◆ Task
For this listing, the lines between the one holding "Greenhouse-scouting request: tag the smiling" and the one holding "Greenhouse-scouting request: tag the man with", inclusive, must be set down exactly.

◆ Listed entries
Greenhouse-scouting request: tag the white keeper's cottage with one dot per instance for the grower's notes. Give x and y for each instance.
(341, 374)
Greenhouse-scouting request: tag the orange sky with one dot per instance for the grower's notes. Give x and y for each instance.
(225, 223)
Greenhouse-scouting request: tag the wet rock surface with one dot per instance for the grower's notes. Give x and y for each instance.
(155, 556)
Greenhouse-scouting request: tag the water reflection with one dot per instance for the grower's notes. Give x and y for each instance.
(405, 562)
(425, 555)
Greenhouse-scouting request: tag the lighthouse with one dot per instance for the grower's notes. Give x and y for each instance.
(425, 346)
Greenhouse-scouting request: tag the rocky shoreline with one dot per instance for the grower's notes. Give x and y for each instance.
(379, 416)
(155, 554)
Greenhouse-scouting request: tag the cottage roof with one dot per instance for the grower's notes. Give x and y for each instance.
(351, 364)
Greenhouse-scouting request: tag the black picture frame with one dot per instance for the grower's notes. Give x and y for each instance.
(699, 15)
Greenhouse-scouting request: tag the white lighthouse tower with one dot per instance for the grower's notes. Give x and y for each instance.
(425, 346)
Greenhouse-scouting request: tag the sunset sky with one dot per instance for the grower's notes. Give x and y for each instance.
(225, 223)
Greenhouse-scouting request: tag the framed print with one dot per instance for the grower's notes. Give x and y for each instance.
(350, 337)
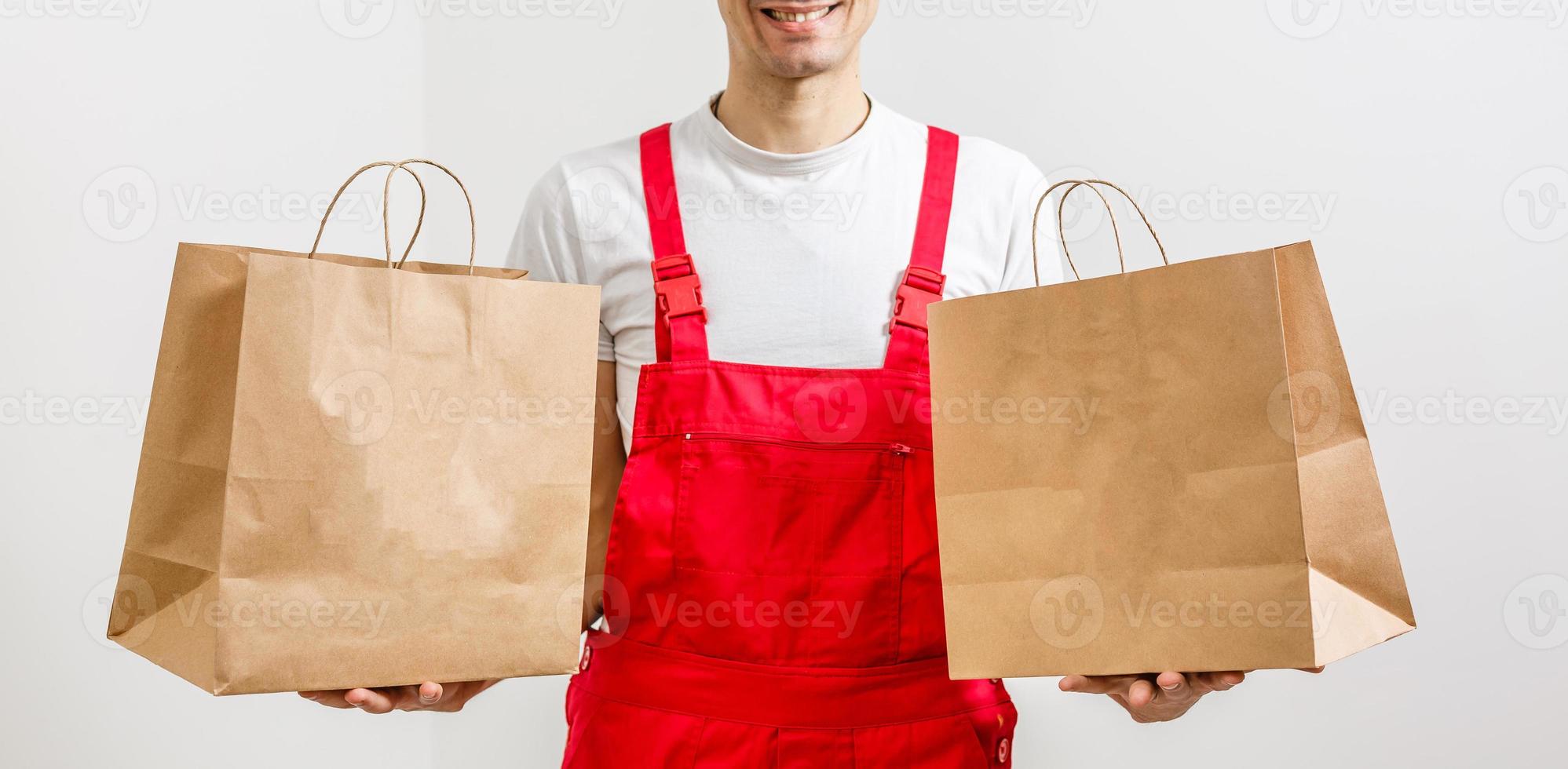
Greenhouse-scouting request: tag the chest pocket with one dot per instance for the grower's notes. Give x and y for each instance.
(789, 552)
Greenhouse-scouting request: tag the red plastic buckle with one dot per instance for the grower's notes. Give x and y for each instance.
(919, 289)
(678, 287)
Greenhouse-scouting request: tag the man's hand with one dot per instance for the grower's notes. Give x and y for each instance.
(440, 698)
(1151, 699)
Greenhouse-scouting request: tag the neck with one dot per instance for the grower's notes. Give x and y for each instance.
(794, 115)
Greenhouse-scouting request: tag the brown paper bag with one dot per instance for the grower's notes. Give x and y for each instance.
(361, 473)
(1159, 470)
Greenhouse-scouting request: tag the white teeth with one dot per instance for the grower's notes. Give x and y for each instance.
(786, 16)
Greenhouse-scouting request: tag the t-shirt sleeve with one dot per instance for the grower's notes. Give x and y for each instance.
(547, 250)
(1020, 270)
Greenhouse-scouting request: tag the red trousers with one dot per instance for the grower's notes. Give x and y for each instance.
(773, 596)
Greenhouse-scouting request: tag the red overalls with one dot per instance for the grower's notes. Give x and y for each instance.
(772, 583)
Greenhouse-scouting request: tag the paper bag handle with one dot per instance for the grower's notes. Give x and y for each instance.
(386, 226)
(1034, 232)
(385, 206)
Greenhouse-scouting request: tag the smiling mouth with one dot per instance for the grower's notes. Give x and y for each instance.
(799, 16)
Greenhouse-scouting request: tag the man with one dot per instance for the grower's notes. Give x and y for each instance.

...

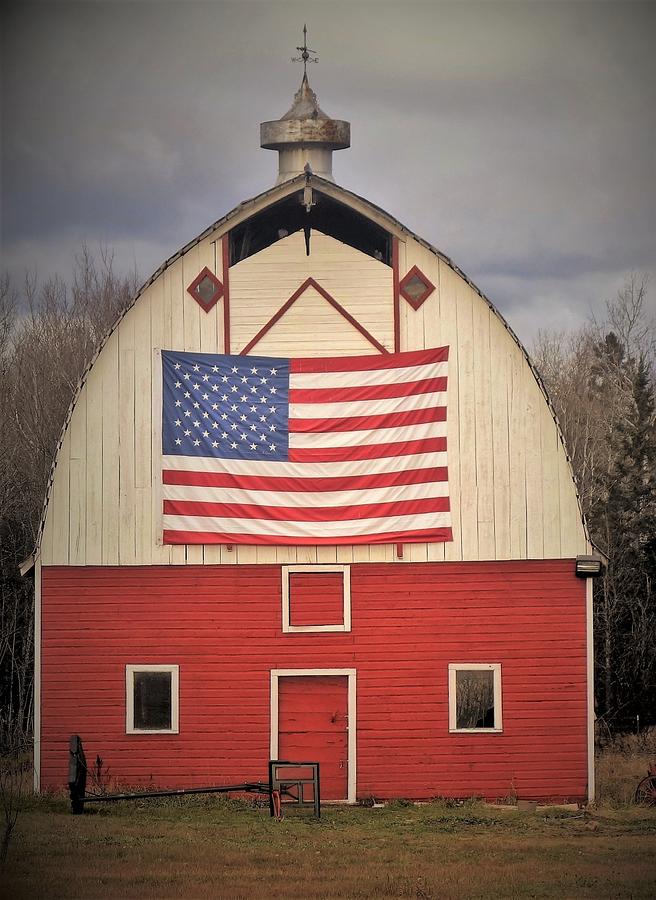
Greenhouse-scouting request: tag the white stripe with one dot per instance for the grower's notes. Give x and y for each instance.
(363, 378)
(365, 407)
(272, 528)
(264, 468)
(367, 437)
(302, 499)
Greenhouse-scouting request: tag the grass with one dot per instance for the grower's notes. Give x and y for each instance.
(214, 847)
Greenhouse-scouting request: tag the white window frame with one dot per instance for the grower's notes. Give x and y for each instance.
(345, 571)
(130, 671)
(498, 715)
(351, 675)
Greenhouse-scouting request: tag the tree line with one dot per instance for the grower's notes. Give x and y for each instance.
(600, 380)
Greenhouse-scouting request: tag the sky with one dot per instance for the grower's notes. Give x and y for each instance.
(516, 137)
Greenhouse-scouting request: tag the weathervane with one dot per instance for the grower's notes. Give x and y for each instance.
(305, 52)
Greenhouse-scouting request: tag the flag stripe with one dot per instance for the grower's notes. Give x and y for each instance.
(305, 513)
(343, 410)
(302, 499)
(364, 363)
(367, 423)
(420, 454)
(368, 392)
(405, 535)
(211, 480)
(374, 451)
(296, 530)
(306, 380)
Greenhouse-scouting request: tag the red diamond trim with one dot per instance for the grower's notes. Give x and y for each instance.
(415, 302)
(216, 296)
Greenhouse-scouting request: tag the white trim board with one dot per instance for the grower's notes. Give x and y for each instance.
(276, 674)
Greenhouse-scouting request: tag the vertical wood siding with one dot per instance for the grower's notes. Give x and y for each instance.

...

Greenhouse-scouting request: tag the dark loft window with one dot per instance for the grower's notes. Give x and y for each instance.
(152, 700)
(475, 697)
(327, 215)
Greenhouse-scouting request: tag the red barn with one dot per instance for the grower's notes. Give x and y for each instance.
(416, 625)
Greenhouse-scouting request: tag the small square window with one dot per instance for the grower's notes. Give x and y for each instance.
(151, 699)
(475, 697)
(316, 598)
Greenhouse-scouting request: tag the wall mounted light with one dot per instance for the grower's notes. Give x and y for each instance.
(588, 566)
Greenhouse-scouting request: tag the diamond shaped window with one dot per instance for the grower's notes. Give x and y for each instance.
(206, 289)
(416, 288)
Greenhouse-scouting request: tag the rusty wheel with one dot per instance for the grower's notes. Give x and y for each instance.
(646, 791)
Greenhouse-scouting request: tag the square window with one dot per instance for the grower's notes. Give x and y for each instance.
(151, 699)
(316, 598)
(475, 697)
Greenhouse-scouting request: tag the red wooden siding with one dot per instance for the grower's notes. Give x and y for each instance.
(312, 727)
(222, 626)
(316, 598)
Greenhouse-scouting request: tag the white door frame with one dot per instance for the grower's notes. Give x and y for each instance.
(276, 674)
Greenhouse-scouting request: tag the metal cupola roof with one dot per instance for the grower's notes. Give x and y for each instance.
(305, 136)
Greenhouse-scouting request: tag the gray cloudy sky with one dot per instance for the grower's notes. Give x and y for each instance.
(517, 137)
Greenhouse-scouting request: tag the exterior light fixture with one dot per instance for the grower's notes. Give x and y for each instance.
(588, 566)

◆ Exercise result
Greenhouse-scouting request: tag the smiling mouth with one dot per instance for the grower's notes. Give x and y for each instance.
(799, 16)
Greenhouse-scouting request: tag the man with one dot per instance for the grower's notes. Give x and y for each instance.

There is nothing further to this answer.